▸ **EXTRAIT DU TEXTE**
"""

Le demandeur invoque, à l'appui de son pourvoi, un moyen de cassation.
Le dossier a été communiqué au procureur général.
Sur le rapport de Mme Sommé, conseiller, les observations de la SARL Meier-Bourdeau, Lécuyer et associés, avocat du comité d'hygiène, de sécurité et des conditions de travail de la plateforme de préparation et de distribution du courrier de Vallée Vilaine Sud, de la SARL Boré, Salve de Bruneton et Mégret, avocat de la société La Poste, après débats en l'audience publique du 26 mars 2025 où étaient présents M. Huglo, conseiller doyen faisant fonction de président, Mme Sommé, conseiller rapporteur, M. Rinuy, conseiller, et Mme Piquot, greffier de chambre,
la chambre sociale de la Cour de cassation, composée des président et conseillers précités, après en avoir délibéré conformément à la loi, a rendu le présent arrêt.

"""

(Entrées enregistrées)

"""

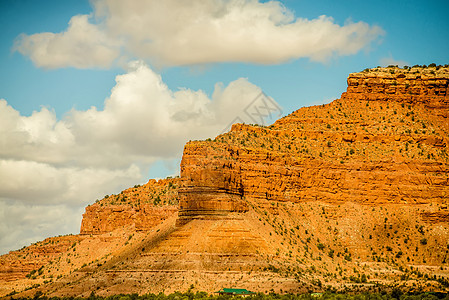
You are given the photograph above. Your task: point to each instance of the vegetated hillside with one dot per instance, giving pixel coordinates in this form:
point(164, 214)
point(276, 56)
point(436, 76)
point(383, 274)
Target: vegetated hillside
point(348, 195)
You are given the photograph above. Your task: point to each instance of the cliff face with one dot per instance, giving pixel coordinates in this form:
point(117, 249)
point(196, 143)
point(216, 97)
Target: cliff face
point(385, 141)
point(428, 87)
point(141, 208)
point(326, 196)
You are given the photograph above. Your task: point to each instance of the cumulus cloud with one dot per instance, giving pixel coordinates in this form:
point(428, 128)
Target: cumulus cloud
point(50, 165)
point(175, 32)
point(389, 60)
point(83, 45)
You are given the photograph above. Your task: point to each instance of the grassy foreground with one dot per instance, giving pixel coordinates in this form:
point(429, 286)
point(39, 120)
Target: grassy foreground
point(259, 296)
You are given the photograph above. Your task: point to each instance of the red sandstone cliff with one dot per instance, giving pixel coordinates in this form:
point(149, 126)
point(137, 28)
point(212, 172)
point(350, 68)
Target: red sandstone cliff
point(324, 196)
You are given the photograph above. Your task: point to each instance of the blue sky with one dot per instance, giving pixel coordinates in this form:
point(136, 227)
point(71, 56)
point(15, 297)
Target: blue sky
point(62, 146)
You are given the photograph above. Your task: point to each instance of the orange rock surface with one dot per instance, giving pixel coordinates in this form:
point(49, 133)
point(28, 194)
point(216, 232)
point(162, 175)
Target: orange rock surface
point(142, 207)
point(348, 195)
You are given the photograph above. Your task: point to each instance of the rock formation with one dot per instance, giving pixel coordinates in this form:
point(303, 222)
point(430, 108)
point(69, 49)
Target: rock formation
point(348, 195)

"""

▸ **TÂCHES À FAIRE**
A) D'après l'extrait de l'arrêt, quelle était la date de l'audience publique ?
B) Recopiez l'extrait de l'arrêt depuis « Le demandeur invoque, à » jusqu'à « le présent arrêt. ».

▸ **RÉPONSES CI-DESSOUS**
A) Le 26 mars 2025.

B)
Le demandeur invoque, à l'appui de son pourvoi, un moyen de cassation.
Le dossier a été communiqué au procureur général.
Sur le rapport de Mme Sommé, conseiller, les observations de la SARL Meier-Bourdeau, Lécuyer et associés, avocat du comité d'hygiène, de sécurité et des conditions de travail de la plateforme de préparation et de distribution du courrier de Vallée Vilaine Sud, de la SARL Boré, Salve de Bruneton et Mégret, avocat de la société La Poste, après débats en l'audience publique du 26 mars 2025 où étaient présents M. Huglo, conseiller doyen faisant fonction de président, Mme Sommé, conseiller rapporteur, M. Rinuy, conseiller, et Mme Piquot, greffier de chambre,
la chambre sociale de la Cour de cassation, composée des président et conseillers précités, après en avoir délibéré conformément à la loi, a rendu le présent arrêt.